_Document passage_.
____
AUC for DIABLO object

Hello,

I am using DIABLO to integrate transcriptomics and proteomics in order to identify a signature made up of ~2 transcripts and ~2 genes.

I have identified the signature using block.splsda, and now I would like to use leave one out cross validation to find out the AUC of the combined signature (genes and proteins).

I have used the perf function, however it will not provide the AUCs. This is the code I have ran:
perf.null <- perf(diablo.res.null, validation = ‘loo’, auc = TRUE,
nrepeat = 2, dist = ‘mahalanobis.dist’)

When I do perf.null$auc, auc is empty.
Is there an alternative way to do cross validation and then obtaining the combined cross-validated AUC?

Many thanks in advance,
Heather Jackson

Hi Heather,
Once you have your parameters keepX etc, run a full block.splsda on the whole data set and then:
auroc(object).

However, we won’t perform cross validation in this case, so we will follow up on this perf() code in the meantime.
Note: if you do leave-one-out cross-validation, you do not need to repeat the CV, only onces covers all possibilities!

Kim-Anh

Hi Kim-Anh,

Thanks a lot for your reply, and for pointing out about leave-one-out cross validation!

So is it only possible to see the AUC for each block individually, rather than the combined AUC?

Thanks
Heather

Hi @hj4817,

You can now install the latest version in which the perf function calculates the combined AUC (averaged across all blocks) for each component. Also, feel free to use the cpus argument for faster computation.

Please let us know if you run into any issues.

Best wishes,

Al

Dear Al, Kim-Anh,

I am trying to run the auroc on the DIABLO perf data, but it is giving the following error:

auroc(perf.diablo.final)
Error in UseMethod(“auroc”) :
no applicable method for ‘auroc’ applied to an object of class “perf.sgccda.mthd”

I am running the block.splsda function, resulting in my diablo.final object:

class(diablo.final)
[1] “block.splsda” “block.spls” “sgccda” “sgcca” “DA”

When I run the perf() function, it apparently uses the sgccda class in stead of the block.splsda. I am not sure whether that is the reason why it is not able to run the auroc() function… so far I have not able to figure out why is does not use the block.splsda and how to fix it:

class(perf.diablo.final)
[1] “perf.sgccda.mthd”

Any ideas?

Best, Lisette

Hi @LKogelman,

The auroc function can be applied to the diablo object directly. It cannot be applied to the perf object. You essentially use the perf function to choose the number of components and then evaluate the final diablo model using auroc. That is:

auroc.sgccda(diablo.final)

Let me know if you have further questions.

Al

HI @aljabadi

Thanks for your reply!
____
Referring expression pointing data:
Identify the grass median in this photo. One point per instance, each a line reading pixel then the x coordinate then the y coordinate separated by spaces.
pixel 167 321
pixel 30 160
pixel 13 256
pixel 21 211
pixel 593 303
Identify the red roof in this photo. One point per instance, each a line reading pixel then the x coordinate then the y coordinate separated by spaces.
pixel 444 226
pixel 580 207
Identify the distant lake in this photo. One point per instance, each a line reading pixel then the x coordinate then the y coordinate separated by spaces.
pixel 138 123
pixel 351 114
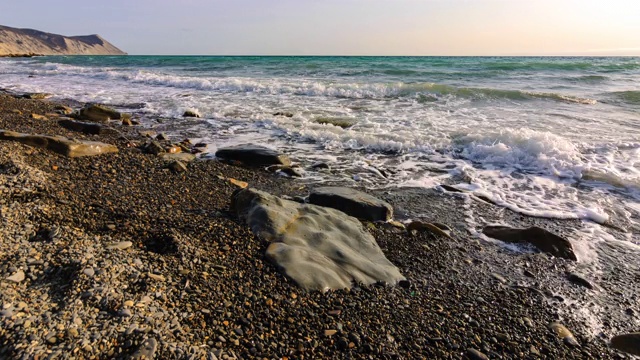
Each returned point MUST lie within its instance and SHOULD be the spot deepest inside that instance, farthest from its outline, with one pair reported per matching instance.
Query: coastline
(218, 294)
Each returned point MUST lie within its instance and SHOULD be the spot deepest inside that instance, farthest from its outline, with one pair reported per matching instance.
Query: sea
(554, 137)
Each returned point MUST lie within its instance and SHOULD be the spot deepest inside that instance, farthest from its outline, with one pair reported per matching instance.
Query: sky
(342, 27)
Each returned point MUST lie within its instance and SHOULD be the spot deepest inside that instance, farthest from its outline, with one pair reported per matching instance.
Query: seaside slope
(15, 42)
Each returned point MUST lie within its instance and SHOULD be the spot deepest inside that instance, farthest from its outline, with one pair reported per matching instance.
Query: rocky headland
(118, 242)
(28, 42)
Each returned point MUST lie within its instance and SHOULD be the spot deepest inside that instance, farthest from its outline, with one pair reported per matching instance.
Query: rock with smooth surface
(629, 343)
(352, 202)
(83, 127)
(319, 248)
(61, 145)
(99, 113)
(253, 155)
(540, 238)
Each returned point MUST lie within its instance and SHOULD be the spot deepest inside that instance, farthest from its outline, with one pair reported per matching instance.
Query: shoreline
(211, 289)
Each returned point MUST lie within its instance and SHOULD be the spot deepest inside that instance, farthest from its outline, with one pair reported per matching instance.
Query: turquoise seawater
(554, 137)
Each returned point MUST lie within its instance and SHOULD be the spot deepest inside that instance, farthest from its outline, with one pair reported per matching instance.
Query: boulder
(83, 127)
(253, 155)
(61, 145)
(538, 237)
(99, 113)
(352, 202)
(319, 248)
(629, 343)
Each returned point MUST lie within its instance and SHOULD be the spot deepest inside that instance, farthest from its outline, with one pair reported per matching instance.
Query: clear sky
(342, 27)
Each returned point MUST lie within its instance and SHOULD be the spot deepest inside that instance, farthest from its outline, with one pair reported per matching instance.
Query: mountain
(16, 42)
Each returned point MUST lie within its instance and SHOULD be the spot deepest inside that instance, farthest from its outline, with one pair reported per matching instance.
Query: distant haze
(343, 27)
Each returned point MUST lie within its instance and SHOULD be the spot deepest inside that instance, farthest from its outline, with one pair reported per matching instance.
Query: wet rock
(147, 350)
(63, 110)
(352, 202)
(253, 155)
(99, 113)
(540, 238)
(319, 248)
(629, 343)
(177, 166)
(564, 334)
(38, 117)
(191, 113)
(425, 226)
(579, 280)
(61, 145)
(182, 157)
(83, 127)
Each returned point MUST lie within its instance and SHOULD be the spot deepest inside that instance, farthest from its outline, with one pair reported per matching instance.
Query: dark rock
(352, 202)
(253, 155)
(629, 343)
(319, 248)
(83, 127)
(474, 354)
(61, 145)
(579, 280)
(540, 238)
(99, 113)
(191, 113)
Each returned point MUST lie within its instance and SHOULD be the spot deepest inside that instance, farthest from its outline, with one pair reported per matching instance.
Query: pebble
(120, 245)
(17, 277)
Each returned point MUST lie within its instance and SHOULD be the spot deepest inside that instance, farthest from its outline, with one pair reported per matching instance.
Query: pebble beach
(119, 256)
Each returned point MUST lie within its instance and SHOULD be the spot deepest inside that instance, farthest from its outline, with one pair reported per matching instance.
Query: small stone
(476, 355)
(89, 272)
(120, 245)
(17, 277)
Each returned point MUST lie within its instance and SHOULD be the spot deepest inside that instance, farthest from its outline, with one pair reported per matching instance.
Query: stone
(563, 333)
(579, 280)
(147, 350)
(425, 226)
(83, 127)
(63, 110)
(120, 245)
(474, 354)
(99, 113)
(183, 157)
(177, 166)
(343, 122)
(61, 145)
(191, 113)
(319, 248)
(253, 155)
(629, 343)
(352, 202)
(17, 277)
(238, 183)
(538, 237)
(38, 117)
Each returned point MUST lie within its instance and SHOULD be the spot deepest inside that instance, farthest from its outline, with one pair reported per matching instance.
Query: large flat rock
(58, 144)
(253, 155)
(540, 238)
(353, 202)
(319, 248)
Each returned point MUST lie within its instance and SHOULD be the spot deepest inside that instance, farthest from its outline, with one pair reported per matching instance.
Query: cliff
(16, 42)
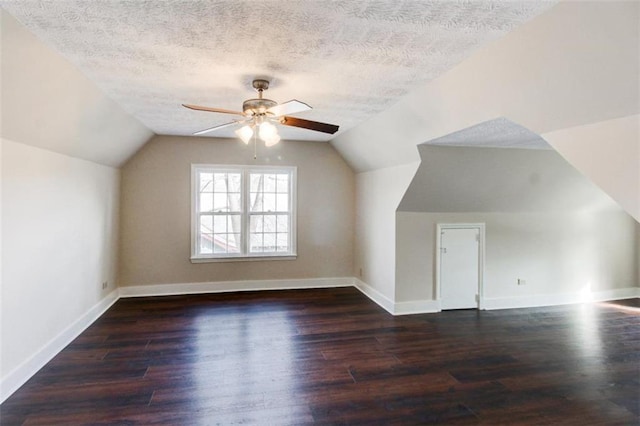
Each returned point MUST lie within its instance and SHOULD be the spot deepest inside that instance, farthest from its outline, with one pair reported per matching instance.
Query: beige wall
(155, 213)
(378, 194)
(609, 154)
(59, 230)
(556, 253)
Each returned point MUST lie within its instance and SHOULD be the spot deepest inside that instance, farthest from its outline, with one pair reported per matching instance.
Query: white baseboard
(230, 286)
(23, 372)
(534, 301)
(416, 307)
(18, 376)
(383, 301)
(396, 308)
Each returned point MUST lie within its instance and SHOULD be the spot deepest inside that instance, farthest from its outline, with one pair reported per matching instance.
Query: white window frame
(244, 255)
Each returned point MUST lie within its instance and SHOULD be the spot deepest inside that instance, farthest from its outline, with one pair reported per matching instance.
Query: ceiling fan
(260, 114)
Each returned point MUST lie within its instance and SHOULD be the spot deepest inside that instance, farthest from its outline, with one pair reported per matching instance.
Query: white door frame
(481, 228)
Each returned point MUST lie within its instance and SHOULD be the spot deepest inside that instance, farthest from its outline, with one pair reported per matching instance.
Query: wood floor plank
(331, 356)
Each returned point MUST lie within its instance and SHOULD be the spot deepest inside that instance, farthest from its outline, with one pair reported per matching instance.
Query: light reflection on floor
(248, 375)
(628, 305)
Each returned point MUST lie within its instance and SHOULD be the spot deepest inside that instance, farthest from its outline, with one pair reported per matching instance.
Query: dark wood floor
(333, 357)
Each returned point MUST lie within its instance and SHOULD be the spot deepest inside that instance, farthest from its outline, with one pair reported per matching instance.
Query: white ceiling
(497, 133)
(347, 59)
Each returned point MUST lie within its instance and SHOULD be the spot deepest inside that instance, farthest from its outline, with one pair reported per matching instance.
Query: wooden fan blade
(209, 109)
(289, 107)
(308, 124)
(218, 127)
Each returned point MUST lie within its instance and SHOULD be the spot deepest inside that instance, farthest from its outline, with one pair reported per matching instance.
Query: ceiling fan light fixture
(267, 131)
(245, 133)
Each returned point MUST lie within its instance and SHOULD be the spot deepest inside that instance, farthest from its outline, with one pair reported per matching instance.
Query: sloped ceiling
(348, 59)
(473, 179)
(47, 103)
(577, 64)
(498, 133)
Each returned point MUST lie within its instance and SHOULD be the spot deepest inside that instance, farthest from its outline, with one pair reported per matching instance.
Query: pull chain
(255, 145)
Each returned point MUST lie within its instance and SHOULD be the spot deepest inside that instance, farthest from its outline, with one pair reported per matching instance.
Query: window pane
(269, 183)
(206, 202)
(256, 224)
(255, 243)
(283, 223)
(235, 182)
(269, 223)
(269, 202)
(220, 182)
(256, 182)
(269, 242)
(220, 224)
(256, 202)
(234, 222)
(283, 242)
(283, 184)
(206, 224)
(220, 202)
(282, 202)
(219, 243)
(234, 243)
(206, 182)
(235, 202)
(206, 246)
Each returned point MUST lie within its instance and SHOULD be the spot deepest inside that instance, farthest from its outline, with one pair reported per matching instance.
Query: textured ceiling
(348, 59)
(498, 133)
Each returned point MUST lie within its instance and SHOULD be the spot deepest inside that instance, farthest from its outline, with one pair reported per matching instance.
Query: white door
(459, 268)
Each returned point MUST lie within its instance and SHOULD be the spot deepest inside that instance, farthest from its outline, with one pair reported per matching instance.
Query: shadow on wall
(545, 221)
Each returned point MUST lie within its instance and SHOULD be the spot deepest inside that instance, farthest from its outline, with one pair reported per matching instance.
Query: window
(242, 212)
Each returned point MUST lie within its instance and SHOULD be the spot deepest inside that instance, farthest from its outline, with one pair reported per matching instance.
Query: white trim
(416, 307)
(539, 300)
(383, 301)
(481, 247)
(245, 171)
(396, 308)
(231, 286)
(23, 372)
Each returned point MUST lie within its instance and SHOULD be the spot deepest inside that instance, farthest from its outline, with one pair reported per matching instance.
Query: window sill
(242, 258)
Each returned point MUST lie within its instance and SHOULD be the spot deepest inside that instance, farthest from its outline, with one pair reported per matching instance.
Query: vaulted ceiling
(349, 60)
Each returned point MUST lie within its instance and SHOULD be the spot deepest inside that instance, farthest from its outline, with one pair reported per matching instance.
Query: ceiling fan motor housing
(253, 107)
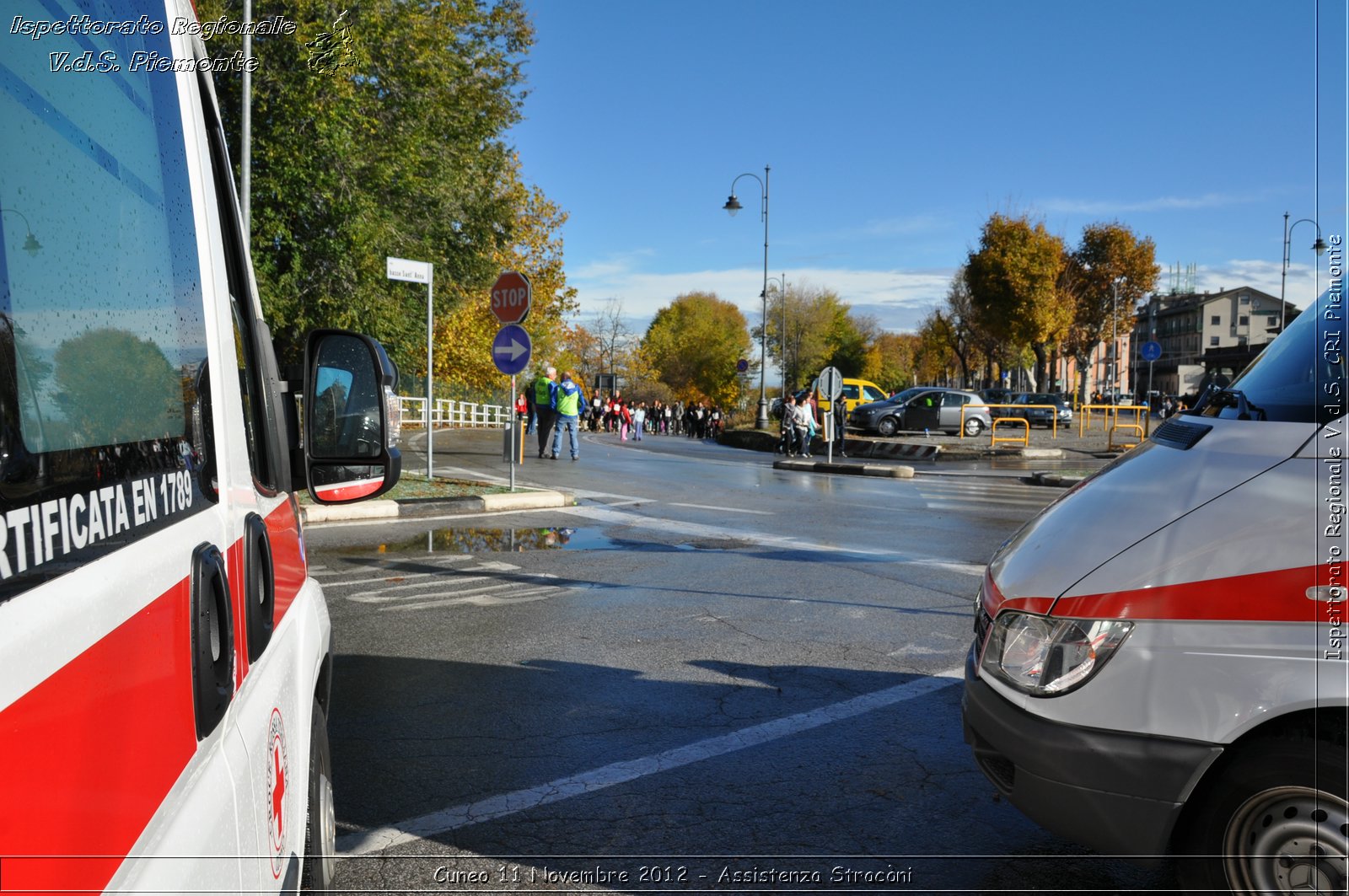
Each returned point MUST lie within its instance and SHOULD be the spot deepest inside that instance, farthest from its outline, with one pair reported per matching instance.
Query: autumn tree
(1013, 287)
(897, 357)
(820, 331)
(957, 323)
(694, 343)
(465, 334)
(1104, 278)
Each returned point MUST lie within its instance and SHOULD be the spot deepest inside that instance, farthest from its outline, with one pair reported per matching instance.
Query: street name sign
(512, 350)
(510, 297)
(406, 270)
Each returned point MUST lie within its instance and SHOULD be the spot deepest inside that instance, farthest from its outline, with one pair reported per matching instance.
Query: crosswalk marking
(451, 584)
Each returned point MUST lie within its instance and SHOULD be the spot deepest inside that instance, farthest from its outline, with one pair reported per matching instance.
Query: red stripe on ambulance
____
_Activity list_.
a – Answer these questions from the forum thread on DIABLO AUC:
(i) What value did Heather give the dist argument in her perf call?
(ii) What class does class(perf.diablo.final) return?
(iii) In Al's first reply, what does the perf function in the latest version calculate for each component?
b – In the forum thread on DIABLO AUC, rewrite more briefly the paragraph that begins "You can now install the latest version".
c – For each statement, decide whether it agrees with the forum thread on DIABLO AUC. Answer yes or no, and quote the words from the thread that decide it.
(i) Heather wants a signature of about two transcripts and about two genes.
(ii) Kim-Anh recommends repeating leave-one-out cross-validation several times.
(iii) Al says the auroc function can be applied to the perf object.

_Exercise answers_.
a –
(i) ‘mahalanobis.dist’
(ii) “perf.sgccda.mthd”
(iii) The combined AUC, averaged across all blocks.

b – In the latest version, the perf function computes the combined AUC, averaged across all blocks, for each component. The cpus argument speeds up computation.

c –
(i) Yes: "a signature made up of ~2 transcripts and ~2 genes"
(ii) No: "if you do leave-one-out cross-validation, you do not need to repeat the CV"
(iii) No: "It cannot be applied to the perf object."